Please identify each line in the material below that contains the word "snow" and copy those lines out in full.

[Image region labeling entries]
^^^^
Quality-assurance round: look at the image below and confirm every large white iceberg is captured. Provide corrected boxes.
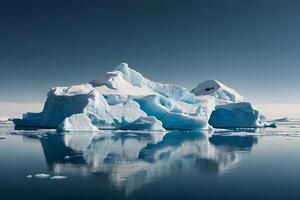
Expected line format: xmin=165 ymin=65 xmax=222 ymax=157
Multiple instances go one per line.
xmin=14 ymin=63 xmax=270 ymax=131
xmin=191 ymin=80 xmax=270 ymax=128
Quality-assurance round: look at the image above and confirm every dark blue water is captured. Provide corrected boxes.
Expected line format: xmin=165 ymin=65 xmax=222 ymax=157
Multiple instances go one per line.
xmin=0 ymin=123 xmax=300 ymax=200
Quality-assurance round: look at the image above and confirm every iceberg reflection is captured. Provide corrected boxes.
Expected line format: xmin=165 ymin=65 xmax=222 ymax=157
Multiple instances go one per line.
xmin=41 ymin=131 xmax=257 ymax=195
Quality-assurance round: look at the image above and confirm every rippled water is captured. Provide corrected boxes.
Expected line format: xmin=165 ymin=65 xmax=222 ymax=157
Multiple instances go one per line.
xmin=0 ymin=121 xmax=300 ymax=200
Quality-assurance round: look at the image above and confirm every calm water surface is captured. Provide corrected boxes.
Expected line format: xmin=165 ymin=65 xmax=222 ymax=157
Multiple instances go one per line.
xmin=0 ymin=121 xmax=300 ymax=200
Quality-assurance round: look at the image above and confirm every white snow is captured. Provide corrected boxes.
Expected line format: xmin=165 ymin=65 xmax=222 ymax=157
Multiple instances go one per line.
xmin=0 ymin=115 xmax=10 ymax=124
xmin=58 ymin=113 xmax=99 ymax=132
xmin=209 ymin=102 xmax=269 ymax=128
xmin=34 ymin=173 xmax=50 ymax=178
xmin=50 ymin=175 xmax=68 ymax=180
xmin=191 ymin=80 xmax=246 ymax=103
xmin=14 ymin=63 xmax=270 ymax=131
xmin=0 ymin=135 xmax=7 ymax=140
xmin=272 ymin=117 xmax=290 ymax=122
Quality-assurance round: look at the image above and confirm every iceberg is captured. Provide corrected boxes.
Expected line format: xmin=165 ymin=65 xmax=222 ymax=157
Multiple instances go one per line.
xmin=209 ymin=102 xmax=268 ymax=128
xmin=191 ymin=80 xmax=271 ymax=128
xmin=191 ymin=80 xmax=246 ymax=103
xmin=13 ymin=63 xmax=264 ymax=132
xmin=57 ymin=113 xmax=99 ymax=132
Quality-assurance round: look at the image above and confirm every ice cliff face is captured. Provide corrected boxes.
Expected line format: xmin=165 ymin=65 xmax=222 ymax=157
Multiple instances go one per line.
xmin=14 ymin=63 xmax=264 ymax=131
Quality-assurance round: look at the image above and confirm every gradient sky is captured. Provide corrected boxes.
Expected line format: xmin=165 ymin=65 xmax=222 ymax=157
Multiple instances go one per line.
xmin=0 ymin=0 xmax=300 ymax=103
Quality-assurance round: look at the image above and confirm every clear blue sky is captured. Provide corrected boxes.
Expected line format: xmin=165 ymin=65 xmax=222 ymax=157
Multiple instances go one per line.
xmin=0 ymin=0 xmax=300 ymax=103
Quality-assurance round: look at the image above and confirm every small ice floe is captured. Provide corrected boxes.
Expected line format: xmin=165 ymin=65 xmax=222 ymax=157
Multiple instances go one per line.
xmin=0 ymin=135 xmax=7 ymax=140
xmin=50 ymin=176 xmax=68 ymax=180
xmin=34 ymin=173 xmax=50 ymax=178
xmin=290 ymin=125 xmax=300 ymax=128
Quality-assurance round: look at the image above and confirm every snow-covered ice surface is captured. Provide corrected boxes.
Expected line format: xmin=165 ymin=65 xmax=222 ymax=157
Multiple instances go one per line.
xmin=50 ymin=175 xmax=68 ymax=180
xmin=58 ymin=113 xmax=99 ymax=132
xmin=14 ymin=63 xmax=267 ymax=131
xmin=34 ymin=173 xmax=50 ymax=178
xmin=191 ymin=80 xmax=246 ymax=103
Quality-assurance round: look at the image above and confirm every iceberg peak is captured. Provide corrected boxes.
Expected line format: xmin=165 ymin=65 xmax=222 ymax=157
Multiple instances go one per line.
xmin=115 ymin=62 xmax=130 ymax=72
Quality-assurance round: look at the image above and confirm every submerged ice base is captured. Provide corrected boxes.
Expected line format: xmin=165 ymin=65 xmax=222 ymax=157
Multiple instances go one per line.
xmin=14 ymin=63 xmax=265 ymax=131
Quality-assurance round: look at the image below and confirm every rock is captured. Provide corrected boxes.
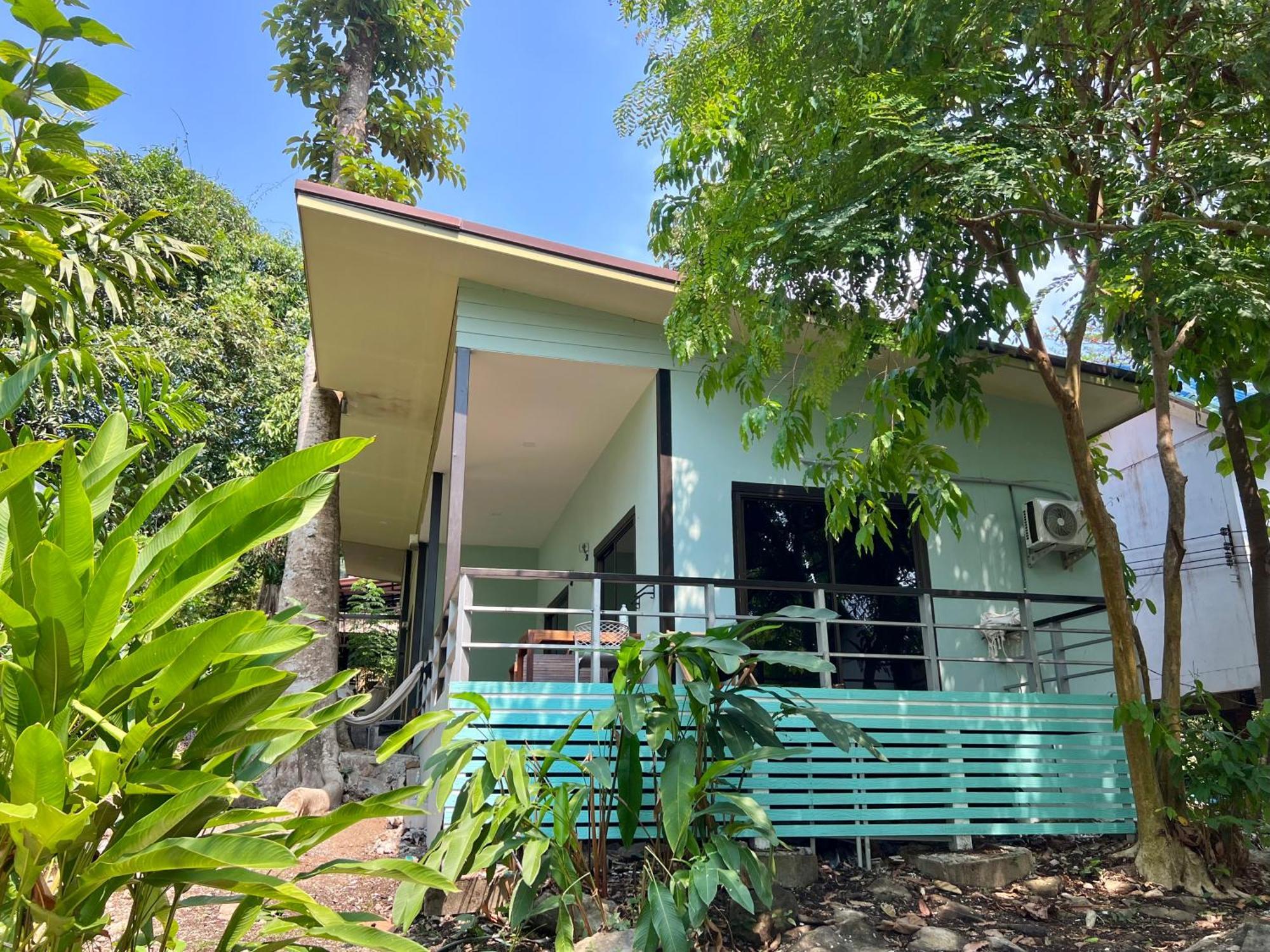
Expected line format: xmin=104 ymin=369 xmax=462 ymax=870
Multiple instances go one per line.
xmin=763 ymin=849 xmax=820 ymax=890
xmin=794 ymin=913 xmax=888 ymax=952
xmin=1165 ymin=892 xmax=1209 ymax=913
xmin=573 ymin=929 xmax=635 ymax=952
xmin=278 ymin=787 xmax=330 ymax=816
xmin=931 ymin=900 xmax=983 ymax=925
xmin=1024 ymin=876 xmax=1063 ymax=899
xmin=728 ymin=882 xmax=798 ymax=946
xmin=339 ymin=750 xmax=419 ymax=800
xmin=865 ymin=876 xmax=913 ymax=902
xmin=1138 ymin=906 xmax=1196 ymax=923
xmin=1236 ymin=919 xmax=1270 ymax=952
xmin=908 ymin=925 xmax=965 ymax=952
xmin=913 ymin=847 xmax=1035 ymax=890
xmin=423 ymin=868 xmax=511 ymax=925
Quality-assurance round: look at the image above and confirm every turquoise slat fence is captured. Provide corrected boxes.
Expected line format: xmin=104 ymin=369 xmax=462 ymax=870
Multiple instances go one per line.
xmin=451 ymin=682 xmax=1134 ymax=839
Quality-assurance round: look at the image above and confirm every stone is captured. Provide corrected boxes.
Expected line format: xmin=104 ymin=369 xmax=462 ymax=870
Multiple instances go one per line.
xmin=1024 ymin=876 xmax=1063 ymax=899
xmin=763 ymin=849 xmax=820 ymax=890
xmin=913 ymin=847 xmax=1035 ymax=890
xmin=794 ymin=913 xmax=888 ymax=952
xmin=908 ymin=925 xmax=965 ymax=952
xmin=339 ymin=750 xmax=419 ymax=800
xmin=573 ymin=929 xmax=635 ymax=952
xmin=931 ymin=900 xmax=983 ymax=925
xmin=865 ymin=876 xmax=913 ymax=902
xmin=1138 ymin=906 xmax=1196 ymax=923
xmin=423 ymin=868 xmax=516 ymax=915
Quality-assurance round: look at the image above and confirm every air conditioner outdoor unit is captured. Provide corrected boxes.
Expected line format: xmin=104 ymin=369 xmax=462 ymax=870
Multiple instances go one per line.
xmin=1022 ymin=499 xmax=1090 ymax=565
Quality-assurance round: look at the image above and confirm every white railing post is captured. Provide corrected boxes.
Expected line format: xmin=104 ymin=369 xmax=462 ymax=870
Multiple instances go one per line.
xmin=917 ymin=592 xmax=944 ymax=691
xmin=812 ymin=589 xmax=833 ymax=688
xmin=591 ymin=579 xmax=602 ymax=684
xmin=450 ymin=572 xmax=472 ymax=682
xmin=1019 ymin=598 xmax=1045 ymax=694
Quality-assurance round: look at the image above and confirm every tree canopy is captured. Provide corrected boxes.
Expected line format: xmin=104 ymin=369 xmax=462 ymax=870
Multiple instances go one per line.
xmin=264 ymin=0 xmax=467 ymax=202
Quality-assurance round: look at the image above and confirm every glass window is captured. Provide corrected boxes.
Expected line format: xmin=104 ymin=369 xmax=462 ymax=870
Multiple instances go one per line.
xmin=733 ymin=485 xmax=927 ymax=691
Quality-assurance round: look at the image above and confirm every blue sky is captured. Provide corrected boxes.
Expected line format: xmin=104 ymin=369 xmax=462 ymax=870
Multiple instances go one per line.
xmin=68 ymin=0 xmax=657 ymax=260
^^^^
The completed task:
Quality-assurance round: look at the image above and confirm every white snow is captured. Provide corrected boxes.
Quality-assurance round: look at the image above and confirm every snow-covered ice surface is captured. Provide corrected boxes.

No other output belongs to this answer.